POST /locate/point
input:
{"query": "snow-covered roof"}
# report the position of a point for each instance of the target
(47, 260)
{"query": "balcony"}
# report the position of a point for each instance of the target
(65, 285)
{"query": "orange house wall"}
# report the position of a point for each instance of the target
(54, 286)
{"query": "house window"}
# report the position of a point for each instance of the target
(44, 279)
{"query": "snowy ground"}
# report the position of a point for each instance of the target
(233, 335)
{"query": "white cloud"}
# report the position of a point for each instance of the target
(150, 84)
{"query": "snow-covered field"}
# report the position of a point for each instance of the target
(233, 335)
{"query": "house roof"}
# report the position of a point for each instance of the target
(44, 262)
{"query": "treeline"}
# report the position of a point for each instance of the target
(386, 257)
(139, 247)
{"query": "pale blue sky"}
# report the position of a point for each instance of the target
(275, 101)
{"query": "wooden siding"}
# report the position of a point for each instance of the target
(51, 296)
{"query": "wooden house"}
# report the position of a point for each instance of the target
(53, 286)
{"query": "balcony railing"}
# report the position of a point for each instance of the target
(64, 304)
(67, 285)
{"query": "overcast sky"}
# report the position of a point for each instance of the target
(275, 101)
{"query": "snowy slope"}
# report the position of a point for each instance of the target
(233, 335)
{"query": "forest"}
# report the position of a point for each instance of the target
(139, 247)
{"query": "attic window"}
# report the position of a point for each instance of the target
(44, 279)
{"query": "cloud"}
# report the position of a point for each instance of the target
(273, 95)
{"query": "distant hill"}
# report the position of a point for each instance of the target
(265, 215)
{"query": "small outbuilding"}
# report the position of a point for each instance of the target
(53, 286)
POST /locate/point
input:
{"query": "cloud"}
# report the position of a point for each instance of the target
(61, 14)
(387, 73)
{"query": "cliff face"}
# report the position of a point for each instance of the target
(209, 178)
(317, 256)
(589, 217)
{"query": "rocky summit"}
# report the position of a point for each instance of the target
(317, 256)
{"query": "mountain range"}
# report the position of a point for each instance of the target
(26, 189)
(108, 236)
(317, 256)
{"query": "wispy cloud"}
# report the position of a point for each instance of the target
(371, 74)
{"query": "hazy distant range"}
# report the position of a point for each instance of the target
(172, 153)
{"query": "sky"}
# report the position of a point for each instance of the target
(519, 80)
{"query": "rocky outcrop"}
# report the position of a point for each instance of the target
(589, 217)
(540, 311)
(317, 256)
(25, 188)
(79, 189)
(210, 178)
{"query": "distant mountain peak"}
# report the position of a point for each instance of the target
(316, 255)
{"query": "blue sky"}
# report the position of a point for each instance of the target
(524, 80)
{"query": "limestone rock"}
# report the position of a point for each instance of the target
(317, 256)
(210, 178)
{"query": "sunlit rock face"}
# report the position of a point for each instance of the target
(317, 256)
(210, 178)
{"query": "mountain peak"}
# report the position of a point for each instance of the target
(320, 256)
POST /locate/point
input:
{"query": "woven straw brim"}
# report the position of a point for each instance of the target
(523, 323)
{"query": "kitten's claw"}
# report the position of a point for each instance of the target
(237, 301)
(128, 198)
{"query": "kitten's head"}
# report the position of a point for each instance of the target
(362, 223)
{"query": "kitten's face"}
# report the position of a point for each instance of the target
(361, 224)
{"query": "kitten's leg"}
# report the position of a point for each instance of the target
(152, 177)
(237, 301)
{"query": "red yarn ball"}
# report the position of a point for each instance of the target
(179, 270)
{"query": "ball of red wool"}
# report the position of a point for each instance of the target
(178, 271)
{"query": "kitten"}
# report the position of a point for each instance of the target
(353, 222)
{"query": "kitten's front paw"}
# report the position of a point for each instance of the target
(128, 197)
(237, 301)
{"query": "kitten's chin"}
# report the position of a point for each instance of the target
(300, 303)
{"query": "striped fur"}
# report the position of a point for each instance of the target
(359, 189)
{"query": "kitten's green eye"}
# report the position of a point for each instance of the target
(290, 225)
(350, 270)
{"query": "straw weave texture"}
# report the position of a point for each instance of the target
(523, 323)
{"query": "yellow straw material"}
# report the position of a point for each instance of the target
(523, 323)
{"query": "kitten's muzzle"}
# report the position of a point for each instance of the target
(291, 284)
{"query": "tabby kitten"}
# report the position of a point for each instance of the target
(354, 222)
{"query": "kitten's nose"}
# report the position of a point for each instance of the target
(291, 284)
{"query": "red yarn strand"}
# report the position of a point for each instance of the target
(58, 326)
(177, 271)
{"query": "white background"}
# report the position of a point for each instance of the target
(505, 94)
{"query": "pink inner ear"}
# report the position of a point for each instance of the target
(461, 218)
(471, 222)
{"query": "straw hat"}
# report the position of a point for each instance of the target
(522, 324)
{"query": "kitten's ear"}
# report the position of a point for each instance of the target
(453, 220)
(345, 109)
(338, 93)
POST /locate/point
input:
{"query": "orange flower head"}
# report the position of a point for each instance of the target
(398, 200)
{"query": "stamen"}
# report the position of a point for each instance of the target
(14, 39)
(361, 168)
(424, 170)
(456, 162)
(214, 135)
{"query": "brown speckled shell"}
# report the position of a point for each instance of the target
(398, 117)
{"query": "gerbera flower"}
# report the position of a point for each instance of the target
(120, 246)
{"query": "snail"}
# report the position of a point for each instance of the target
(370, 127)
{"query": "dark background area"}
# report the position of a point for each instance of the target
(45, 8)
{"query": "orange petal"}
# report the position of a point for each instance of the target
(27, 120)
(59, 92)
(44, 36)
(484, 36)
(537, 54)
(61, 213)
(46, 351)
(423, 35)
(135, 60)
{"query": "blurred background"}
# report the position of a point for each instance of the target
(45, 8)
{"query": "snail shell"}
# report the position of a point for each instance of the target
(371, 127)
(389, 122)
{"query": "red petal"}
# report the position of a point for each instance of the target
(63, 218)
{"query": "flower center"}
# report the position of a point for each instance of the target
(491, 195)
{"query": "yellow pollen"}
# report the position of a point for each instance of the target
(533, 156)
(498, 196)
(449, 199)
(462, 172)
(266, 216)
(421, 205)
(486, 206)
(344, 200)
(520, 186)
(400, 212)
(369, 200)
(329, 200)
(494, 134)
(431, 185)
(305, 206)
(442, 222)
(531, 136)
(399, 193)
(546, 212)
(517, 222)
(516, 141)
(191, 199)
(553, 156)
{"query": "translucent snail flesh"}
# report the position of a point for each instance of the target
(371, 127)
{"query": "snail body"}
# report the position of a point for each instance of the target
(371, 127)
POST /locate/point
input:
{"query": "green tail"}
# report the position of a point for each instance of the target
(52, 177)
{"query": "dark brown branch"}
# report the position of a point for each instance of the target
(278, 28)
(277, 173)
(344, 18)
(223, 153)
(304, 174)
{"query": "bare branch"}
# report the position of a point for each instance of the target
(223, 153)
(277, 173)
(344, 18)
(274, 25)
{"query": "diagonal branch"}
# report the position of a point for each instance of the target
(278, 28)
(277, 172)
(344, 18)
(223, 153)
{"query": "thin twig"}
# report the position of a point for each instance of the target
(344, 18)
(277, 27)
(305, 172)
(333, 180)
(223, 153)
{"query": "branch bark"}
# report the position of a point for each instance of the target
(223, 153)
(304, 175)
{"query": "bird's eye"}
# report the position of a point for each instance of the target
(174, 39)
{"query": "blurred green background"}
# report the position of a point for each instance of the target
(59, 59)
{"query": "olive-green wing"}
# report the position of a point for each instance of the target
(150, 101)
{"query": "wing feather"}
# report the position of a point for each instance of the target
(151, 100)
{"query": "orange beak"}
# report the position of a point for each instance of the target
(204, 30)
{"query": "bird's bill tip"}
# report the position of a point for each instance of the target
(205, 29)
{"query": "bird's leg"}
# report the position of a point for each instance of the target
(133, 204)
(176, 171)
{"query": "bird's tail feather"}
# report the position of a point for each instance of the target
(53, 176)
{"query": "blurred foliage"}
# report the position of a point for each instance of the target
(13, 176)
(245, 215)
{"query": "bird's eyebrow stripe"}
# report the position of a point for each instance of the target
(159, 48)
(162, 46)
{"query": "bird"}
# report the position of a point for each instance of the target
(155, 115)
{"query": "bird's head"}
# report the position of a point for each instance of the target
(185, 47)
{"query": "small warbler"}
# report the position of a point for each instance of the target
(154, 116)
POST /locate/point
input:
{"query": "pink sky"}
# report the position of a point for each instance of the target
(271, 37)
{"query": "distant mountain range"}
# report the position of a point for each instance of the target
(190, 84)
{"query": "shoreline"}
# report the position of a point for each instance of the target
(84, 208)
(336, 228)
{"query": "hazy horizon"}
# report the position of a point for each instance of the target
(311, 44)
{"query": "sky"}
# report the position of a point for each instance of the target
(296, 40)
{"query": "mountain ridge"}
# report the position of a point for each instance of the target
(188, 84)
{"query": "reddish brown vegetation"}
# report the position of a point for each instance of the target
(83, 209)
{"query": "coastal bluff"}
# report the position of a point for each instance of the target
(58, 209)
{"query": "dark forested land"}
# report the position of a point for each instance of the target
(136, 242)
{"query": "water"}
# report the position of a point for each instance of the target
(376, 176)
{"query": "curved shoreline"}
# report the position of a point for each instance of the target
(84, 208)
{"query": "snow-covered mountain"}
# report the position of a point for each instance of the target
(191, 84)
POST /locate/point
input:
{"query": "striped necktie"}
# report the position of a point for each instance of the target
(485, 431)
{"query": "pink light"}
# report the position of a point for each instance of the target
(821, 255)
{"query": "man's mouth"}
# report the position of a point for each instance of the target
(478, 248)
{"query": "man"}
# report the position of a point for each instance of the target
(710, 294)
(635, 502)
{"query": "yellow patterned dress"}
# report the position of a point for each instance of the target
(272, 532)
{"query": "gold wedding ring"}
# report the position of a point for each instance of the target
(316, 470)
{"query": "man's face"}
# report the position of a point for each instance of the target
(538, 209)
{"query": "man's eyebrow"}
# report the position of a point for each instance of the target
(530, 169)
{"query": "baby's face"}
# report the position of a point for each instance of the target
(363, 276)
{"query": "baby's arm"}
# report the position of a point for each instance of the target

------------------------------------

**Exercise directions**: Which lines of the records above contain the word "orange"? Pull out each of them and copy it unchanged.

**Output below**:
{"query": "orange house wall"}
{"query": "orange flower head"}
{"query": "orange petal"}
{"query": "orange beak"}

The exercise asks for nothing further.